Can you pick up the piece below on the Senate committee bill protecting the Wyoming Range and carry it on from its last line?

-- SOURCE TEXT --
============
Key U.S. Senate Committee passes bill to protect the Wyoming Range mountains

Here is some good news.

The U. S. Senate Energy and Natural Resources Committee yesterday passed a bill closing 1.2 million (!!) acres of the Wyoming Range mountains to natural gas exploration and production. This highly scenic, unstable, and wildlife rich mountain range is west of Big Piney and Daniel and south of Jackson, Wyoming. Little known outside the state of Wyoming, it is one of those rare places favored for protection from the oil industry by a state’s two Republican senators, a fact that moved it through the Senate Committee.

It still needs full Senate approval and action by the U.S. House of Representatives.

The area to the Range’s the east, the Green River Basin, has become a major natural gas production area of the United States. The Wyoming Range is also favorable to gas deposits, but its complex Overthrust Belt geology means the gas fields will be harder to find and broken up. The gas is likely to be sour (laced with deadly hydrogen sulfide gas), and exploration and production horribly corrupting of the landscape.

“Under the Wyoming Range Legacy Act of 2007, no additional oil and gas leasing, mining patents or geothermal leasing would be allowed in the 100-mile-long area of the range that is part of the Bridger-Teton National Forest in western Wyoming.” Read the rest in the Casper Star Tribune. By Noelle Straub. Star-Tribune Washington bureau

Some photos, I posted to Panaramio of parts of the Wyoming Range included in this legislation.



  1. dbaileyhill Avatar

    Is this the area that is critical for antelope to migrate across? I read an article a while back about that but can’t remember the location.
    I sure hope this passes in the senate.

  2. Ralph Maughan Avatar

    No this isn’t migration corridor. It is a long and tall range that runs 100-miles from north to south. It is paralleled to its west by a similar range (the Salt River Range).

  3. Jim Macdonald Avatar

    I’ve been following this story fairly closely. Even if this gets through Congress, what are the odds that Cheney will make sure that this is vetoed?

    Also, one problem Senator on this has been the Democrat from Louisiana Mary Landrieu; she’s been a problem on so many issues. In DC, she is known as “meddling Mary,” and has done a lot of bad things with the public schools there.
============
-- SUPPLIED MATERIAL --
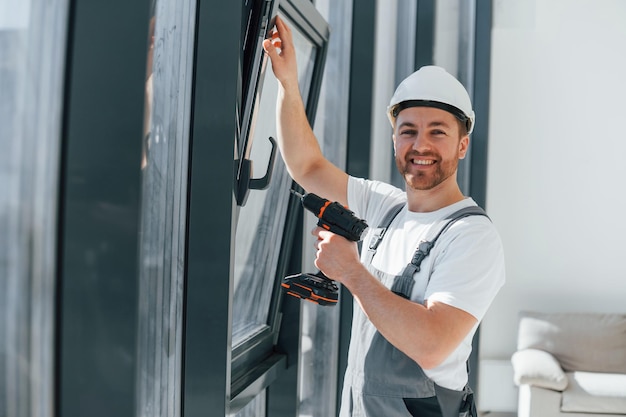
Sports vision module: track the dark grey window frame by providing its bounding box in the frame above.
[182,0,329,416]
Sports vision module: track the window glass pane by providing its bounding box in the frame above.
============
-- TASK ANSWER --
  4. Ralph Maughan Avatar

    Having both Republican Wyoming senators behind it plus popular Governor Freudenthal makes a straight out veto unlikely, but this should also be considered, it will probably be put together with a number of other public land bills and sent as a package to the President.

    The package as a whole will be the determining factor by Bush and whoever it is who influences him.

    I hate this omnibus legislation. It is not a responsible way to pass laws because you can’t hold their votes against (or for) the legislators. That’s because they can always say they voted for it or against because of one of the other elements of the package, but that is the way things have been going in Congress for a generation now.

  5. Jon Way Avatar

    I become more embarrased to have Bush as a president with each article I read. He repeatedly preaches the importance of domestic oil production yet repeatedly does nothing to fund alternative energy production like geothermal energy or hydrogen power. Imagine if we had the $3 trillion from Iraq and found renewable energy options instead of fossil fuels. Now that would be homeland security with visible results. But it just shows how corrupt and entrenched he is with the oil industry. Does he think we are that stupid; or is he so stupid he doesn’t realize that we can see through him?

  6. Jim Macdonald Avatar

    Hydrogen is not a viable alternative energy. It is a code for nuclear power; the only way to make more hydrogen than it takes to extract it is via a byproduct of the nuclear process. That’s why you get a surprising number of right wingers on the hydrogen band wagon.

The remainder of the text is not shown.